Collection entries

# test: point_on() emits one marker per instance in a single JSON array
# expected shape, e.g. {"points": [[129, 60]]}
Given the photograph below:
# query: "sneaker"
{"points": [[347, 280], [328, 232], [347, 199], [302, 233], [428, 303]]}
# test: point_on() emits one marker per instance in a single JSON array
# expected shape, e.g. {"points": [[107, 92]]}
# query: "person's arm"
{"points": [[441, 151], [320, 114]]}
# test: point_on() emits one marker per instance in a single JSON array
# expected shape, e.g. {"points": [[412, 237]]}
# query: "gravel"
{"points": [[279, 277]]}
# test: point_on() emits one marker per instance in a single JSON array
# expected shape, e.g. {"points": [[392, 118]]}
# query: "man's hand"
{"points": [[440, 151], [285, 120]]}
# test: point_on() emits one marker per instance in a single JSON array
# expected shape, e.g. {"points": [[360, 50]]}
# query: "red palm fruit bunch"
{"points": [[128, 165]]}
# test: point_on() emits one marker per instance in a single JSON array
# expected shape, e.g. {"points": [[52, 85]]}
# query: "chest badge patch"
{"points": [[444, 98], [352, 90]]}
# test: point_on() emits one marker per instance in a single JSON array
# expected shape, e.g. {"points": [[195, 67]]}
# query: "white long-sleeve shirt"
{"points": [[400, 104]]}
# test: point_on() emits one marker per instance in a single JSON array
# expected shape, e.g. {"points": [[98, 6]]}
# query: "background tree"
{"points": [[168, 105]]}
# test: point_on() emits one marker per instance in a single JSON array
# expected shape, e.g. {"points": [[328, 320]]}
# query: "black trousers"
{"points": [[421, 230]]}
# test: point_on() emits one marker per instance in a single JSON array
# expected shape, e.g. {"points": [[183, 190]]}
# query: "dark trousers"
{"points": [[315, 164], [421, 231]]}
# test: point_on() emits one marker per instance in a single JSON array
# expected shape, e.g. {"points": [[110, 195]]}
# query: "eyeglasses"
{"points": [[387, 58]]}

◆ INSTRUCTION ◆
Copy all of the data above line for line, changing nothing.

◆ TASK ANSWER ◆
# test: point_on() emits one marker per instance in a single JSON array
# expected shape, e.g. {"points": [[129, 60]]}
Given the photograph below:
# query: "sneaker"
{"points": [[347, 280], [328, 232], [347, 199], [302, 233], [428, 303]]}
# test: point_on() emits one marker per instance in a single JSON array
# expected shape, e.g. {"points": [[107, 92]]}
# query: "person's arm"
{"points": [[441, 151], [320, 114]]}
# test: point_on() emits one marker per instance in a single JSON array
# expected shape, e.g. {"points": [[412, 237]]}
# query: "gravel"
{"points": [[279, 277]]}
# test: point_on() emits one marker per instance in a single JSON array
# expected shape, e.g. {"points": [[392, 118]]}
# query: "man's hand"
{"points": [[440, 151], [285, 120]]}
# test: point_on() emits one marker per instance in a single JSON array
# expected shape, e.g. {"points": [[360, 50]]}
# query: "red palm fruit bunch"
{"points": [[128, 165]]}
# test: point_on() emits one marker per instance in a single JSON array
# expected shape, e.g. {"points": [[52, 85]]}
# query: "chest badge patch"
{"points": [[444, 98], [352, 90]]}
# test: point_on() emits one marker per instance in a single JSON array
# expected shape, e.g. {"points": [[195, 67]]}
# query: "white long-sleeve shirt"
{"points": [[400, 104]]}
# test: point_on() emits one marker per instance in a single JSON array
# expected shape, e.g. {"points": [[98, 6]]}
# query: "background tree"
{"points": [[168, 105]]}
# test: point_on() emits one marker per instance in a single JSON array
# expected shape, e.g. {"points": [[328, 320]]}
# query: "black trousers"
{"points": [[421, 230]]}
# test: point_on() emits one marker per instance in a single JSON array
# expected shape, e.g. {"points": [[183, 190]]}
# query: "dark trousers"
{"points": [[315, 164], [421, 231]]}
# test: point_on() emits one marker per instance in a single JSON array
# expected shape, e.g. {"points": [[110, 195]]}
# query: "eyeglasses"
{"points": [[387, 58]]}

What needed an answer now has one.